As much progress as Major League Soccer makes, what with Beckham at L.A. and other international stars hinting that they might like to come over here to play—Thierry Henry for one—there is still one weakness that has not changed in almost ten years. It is the quality of the refereeing. And many observers have been saying that the league will stagnate unless it does something about its officiating.

The comments come from so many different participants in the sport–fans, players, referees, writers, coaches, commentators—that you’d think that by now the league would have taken notice. But no, their collective heads remain firmly embedded in the sand.

Here’s an example that came as an e-mail to me in the last day or two, from someone who referees, instructs referees, watches games at all levels, and who wants to enjoy watching the pros. His comments speak for themselves:

One of the difficulties we face as referees and as instructors is the visibility of professional games where players create new norms for bad behavior (think of Wayne Rooney’s in-the-face applause a couple of years back), and referees do not administer the game as we are taught.

. . . the Dallas – Houston first round MLS playoff game was an unfortunate example. Houston kept trying to take free kicks quickly, and from the start of the game (the referee) tolerated Dallas players encroaching within less than 5 yards (football markings making the distance quite clear), and then moving to block dangerous quick passes. The players quickly understood his laissez-faire approach, and became increasingly aggressive in their lack of compliance as the game progressed. As the end of the game approached they were running right up to the dead ball. The ball was carried, flung, rolled and ignored in a perpetual theme of time-wasting. Writing as a spectator, I will say that this served to kill the momentum of the game again and again, stifling what could have been an entertaining match.

RAW DATA:
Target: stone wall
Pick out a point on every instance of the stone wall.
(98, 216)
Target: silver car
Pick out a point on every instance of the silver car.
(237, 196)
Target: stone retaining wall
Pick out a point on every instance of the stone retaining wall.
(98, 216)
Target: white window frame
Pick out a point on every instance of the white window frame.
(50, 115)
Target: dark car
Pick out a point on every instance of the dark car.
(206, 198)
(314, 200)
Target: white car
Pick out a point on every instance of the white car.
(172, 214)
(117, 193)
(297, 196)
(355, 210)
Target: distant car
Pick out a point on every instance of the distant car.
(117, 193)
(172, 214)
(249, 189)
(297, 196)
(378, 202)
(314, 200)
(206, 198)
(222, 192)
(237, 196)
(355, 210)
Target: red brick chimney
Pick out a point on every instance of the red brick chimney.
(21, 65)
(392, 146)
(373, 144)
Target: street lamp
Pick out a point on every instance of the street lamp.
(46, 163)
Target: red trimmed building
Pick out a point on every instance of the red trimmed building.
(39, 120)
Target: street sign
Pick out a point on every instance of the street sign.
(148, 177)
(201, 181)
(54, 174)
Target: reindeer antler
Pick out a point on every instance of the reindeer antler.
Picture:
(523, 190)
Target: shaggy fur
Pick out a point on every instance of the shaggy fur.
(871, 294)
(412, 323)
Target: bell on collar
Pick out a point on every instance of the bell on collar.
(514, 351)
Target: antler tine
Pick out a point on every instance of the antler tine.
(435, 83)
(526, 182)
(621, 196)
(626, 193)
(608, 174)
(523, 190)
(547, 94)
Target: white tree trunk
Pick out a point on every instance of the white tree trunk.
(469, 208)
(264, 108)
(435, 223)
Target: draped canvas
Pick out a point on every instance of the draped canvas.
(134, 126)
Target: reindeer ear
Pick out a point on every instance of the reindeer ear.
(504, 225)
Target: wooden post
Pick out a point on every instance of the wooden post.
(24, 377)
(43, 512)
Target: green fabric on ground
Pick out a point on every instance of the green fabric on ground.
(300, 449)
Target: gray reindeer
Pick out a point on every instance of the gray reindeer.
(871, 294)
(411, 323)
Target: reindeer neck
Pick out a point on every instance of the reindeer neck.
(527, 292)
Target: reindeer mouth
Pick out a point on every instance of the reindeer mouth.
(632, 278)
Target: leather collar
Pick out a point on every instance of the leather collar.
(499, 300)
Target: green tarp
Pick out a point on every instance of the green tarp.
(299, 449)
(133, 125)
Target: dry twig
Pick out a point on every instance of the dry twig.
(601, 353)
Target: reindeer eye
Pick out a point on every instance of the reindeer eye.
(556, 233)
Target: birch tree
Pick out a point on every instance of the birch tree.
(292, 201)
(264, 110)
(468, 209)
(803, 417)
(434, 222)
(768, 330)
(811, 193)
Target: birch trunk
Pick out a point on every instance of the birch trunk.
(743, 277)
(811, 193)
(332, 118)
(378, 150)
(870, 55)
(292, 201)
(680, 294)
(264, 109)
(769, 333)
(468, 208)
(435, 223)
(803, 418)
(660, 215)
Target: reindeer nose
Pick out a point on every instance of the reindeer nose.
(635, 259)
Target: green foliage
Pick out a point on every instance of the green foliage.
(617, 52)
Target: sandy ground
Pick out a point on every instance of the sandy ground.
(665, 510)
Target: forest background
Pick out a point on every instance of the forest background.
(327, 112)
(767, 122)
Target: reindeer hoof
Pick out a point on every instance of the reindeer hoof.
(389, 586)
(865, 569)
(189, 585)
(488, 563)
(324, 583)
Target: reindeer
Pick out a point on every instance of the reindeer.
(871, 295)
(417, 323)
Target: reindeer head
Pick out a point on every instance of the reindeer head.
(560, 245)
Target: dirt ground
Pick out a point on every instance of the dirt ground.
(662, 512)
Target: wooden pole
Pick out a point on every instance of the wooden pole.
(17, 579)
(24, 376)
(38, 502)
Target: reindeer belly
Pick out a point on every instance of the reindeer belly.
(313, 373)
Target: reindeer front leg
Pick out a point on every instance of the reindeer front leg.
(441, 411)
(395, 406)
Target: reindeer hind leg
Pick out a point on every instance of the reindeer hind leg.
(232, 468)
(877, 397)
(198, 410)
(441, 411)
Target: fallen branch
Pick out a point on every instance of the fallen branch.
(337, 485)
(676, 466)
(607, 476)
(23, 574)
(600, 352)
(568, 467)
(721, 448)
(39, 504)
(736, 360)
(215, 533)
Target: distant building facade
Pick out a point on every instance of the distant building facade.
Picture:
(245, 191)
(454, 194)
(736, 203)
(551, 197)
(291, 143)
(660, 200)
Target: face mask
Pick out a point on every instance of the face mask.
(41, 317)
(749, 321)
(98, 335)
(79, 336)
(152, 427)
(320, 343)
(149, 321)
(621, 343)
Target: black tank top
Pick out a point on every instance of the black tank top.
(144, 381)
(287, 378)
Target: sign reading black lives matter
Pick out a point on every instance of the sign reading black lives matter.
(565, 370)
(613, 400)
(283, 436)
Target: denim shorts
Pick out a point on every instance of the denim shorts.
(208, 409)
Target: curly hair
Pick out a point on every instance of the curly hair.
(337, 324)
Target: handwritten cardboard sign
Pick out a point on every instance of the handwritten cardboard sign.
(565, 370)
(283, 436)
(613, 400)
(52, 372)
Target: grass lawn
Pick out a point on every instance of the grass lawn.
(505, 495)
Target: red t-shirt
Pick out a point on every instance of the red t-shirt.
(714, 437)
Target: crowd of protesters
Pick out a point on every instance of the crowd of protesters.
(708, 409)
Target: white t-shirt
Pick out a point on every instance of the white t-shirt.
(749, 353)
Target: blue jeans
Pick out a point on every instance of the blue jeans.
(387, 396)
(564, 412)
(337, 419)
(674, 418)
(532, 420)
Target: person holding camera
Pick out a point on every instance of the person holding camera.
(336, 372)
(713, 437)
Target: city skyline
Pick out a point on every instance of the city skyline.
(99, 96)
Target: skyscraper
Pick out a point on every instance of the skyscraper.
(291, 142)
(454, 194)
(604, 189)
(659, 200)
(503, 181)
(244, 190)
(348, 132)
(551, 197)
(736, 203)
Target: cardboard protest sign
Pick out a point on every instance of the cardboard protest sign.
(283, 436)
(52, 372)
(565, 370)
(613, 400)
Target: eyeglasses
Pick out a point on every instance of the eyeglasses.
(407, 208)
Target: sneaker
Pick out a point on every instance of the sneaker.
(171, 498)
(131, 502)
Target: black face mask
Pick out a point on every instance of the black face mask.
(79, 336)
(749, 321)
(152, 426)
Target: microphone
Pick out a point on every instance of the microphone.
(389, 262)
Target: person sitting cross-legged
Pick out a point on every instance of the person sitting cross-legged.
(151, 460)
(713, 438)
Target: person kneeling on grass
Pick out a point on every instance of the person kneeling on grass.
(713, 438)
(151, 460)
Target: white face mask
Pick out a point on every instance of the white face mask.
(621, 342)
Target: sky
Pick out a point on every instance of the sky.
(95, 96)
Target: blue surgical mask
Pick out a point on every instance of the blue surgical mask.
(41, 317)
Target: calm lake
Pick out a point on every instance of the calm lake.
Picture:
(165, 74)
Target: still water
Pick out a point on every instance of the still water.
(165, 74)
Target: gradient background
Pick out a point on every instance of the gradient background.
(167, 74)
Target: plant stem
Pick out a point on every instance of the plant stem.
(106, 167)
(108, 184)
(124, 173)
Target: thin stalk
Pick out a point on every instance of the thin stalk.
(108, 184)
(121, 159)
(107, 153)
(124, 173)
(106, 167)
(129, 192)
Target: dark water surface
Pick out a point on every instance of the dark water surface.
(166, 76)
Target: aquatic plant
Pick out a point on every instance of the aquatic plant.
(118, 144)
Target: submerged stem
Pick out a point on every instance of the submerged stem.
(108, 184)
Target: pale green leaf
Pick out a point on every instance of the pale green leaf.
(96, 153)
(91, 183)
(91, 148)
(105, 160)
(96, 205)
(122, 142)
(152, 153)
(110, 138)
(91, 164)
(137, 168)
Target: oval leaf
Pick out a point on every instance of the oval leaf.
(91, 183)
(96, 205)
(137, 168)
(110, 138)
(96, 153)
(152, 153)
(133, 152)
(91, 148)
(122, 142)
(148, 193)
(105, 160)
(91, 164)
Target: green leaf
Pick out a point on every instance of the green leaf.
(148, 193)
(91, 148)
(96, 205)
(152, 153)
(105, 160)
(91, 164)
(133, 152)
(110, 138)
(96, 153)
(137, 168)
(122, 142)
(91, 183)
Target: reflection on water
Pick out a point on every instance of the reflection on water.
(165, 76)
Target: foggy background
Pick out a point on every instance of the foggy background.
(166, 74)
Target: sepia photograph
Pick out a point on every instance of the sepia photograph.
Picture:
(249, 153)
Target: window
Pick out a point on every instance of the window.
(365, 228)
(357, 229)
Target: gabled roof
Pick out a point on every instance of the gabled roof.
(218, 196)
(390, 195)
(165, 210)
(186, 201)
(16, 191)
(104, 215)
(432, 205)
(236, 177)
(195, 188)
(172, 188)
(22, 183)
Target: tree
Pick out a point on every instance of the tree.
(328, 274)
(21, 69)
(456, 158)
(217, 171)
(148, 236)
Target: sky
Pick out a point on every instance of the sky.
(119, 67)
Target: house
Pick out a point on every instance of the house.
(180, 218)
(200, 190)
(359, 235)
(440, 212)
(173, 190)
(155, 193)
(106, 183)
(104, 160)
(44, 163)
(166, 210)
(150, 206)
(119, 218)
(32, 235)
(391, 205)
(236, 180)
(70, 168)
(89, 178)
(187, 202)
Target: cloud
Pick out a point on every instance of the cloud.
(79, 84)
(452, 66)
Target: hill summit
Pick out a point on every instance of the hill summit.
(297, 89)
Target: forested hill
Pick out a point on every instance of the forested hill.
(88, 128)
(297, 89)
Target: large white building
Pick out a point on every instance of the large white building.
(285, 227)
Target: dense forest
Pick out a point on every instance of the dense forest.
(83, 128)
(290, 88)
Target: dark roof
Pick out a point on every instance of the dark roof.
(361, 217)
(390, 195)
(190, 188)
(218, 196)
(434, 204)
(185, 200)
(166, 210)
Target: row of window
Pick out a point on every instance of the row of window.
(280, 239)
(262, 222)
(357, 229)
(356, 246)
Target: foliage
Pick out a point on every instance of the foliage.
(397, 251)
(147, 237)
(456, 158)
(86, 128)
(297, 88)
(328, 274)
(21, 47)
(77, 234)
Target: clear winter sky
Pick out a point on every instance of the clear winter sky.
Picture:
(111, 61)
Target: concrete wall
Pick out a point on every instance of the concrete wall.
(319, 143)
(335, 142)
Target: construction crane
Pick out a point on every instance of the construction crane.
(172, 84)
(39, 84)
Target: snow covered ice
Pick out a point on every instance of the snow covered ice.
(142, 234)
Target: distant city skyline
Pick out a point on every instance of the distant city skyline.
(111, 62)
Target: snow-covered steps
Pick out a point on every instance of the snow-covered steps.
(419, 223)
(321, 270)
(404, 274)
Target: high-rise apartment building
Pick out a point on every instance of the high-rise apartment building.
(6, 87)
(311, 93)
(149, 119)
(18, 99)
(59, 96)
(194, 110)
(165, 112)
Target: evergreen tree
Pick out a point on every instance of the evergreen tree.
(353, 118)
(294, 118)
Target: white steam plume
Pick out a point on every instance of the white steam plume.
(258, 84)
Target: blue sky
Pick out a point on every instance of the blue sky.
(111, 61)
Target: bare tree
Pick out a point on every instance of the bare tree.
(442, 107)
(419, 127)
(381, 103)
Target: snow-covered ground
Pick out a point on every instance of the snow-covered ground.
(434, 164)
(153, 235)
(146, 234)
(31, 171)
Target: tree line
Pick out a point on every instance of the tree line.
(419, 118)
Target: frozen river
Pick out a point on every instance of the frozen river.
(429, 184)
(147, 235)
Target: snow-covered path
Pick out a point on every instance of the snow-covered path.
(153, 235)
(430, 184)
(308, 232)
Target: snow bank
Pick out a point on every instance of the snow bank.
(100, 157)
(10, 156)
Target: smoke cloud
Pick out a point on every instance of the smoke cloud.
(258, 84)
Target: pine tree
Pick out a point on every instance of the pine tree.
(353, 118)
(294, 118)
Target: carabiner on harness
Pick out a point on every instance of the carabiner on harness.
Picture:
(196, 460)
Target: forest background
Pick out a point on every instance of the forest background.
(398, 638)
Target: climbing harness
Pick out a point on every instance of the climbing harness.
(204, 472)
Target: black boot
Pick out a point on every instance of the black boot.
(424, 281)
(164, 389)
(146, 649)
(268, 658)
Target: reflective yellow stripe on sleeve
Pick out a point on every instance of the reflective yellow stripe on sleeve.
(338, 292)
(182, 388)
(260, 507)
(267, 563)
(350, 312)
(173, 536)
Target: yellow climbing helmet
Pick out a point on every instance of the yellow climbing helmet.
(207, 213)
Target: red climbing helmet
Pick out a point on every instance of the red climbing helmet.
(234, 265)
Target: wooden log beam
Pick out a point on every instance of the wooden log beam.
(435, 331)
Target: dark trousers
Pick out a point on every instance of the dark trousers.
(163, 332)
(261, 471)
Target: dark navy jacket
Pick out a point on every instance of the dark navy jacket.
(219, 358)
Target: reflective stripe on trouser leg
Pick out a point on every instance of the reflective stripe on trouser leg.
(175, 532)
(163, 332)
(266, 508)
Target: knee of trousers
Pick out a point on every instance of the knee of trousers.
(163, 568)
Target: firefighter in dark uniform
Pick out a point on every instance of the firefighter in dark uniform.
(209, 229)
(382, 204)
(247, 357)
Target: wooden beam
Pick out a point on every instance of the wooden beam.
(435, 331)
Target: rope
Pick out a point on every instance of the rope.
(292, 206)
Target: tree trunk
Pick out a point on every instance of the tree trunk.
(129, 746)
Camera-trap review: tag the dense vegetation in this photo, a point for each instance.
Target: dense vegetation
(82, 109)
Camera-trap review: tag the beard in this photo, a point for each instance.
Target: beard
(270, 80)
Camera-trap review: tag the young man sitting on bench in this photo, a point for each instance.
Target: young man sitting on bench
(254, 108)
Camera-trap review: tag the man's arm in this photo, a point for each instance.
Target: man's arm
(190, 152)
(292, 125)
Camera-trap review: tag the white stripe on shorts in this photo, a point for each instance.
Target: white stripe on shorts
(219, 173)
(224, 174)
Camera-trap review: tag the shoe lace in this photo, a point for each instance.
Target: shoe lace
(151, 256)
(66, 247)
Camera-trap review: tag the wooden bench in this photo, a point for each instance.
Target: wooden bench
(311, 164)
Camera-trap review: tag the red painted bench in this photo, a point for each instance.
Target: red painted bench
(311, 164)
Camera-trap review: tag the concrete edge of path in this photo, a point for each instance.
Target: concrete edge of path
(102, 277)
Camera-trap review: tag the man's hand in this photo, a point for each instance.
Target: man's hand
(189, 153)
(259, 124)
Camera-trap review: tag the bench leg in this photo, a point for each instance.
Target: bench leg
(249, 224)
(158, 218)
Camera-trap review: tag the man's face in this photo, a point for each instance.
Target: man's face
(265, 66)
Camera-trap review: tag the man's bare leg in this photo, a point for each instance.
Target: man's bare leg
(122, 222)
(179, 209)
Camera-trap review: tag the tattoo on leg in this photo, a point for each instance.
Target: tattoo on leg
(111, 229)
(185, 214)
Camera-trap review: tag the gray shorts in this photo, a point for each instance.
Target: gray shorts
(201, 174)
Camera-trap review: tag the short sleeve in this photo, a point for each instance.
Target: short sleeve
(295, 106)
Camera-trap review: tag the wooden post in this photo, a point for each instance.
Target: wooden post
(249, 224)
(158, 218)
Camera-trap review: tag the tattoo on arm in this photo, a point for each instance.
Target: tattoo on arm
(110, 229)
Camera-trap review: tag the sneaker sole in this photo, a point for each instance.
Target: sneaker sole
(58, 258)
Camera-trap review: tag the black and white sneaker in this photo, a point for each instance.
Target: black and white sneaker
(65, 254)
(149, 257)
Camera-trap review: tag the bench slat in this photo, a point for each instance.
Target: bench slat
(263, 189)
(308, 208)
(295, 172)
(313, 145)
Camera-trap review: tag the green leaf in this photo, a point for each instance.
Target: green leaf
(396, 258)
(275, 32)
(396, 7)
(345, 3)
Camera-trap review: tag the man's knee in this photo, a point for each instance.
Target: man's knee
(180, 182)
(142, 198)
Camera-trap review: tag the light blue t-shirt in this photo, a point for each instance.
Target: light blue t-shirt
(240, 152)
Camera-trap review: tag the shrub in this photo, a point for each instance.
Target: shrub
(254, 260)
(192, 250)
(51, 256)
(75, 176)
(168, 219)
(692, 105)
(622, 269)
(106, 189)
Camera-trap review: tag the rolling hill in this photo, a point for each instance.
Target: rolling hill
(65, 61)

WORK INSTRUCTIONS:
• a. Print the part of the text on MLS refereeing starting at "As much progress" and ending at "in the sand.".
• b. Answer these questions from the text on MLS refereeing, one line each:
(i) Which international star is named as hinting that he might like to come play in the league?
(ii) Whose in-the-face applause is cited as an example of players creating new norms for bad behavior?
(iii) How close did the referee let Dallas players encroach on Houston's free kicks?
• c. List every group of participants in the sport that the text on MLS refereeing says the comments come from.

LIST OF SOLUTIONS:
• a.
As much progress as Major League Soccer makes, what with Beckham at L.A. and other international stars hinting that they might like to come over here to play—Thierry Henry for one—there is still one weakness that has not changed in almost ten years. It is the quality of the refereeing. And many observers have been saying that the league will stagnate unless it does something about its officiating.

The comments come from so many different participants in the sport–fans, players, referees, writers, coaches, commentators—that you’d think that by now the league would have taken notice. But no, their collective heads remain firmly embedded in the sand.

• b.
(i) Thierry Henry
(ii) Wayne Rooney's
(iii) Within less than 5 yards

• c. fans, players, referees, writers, coaches, commentators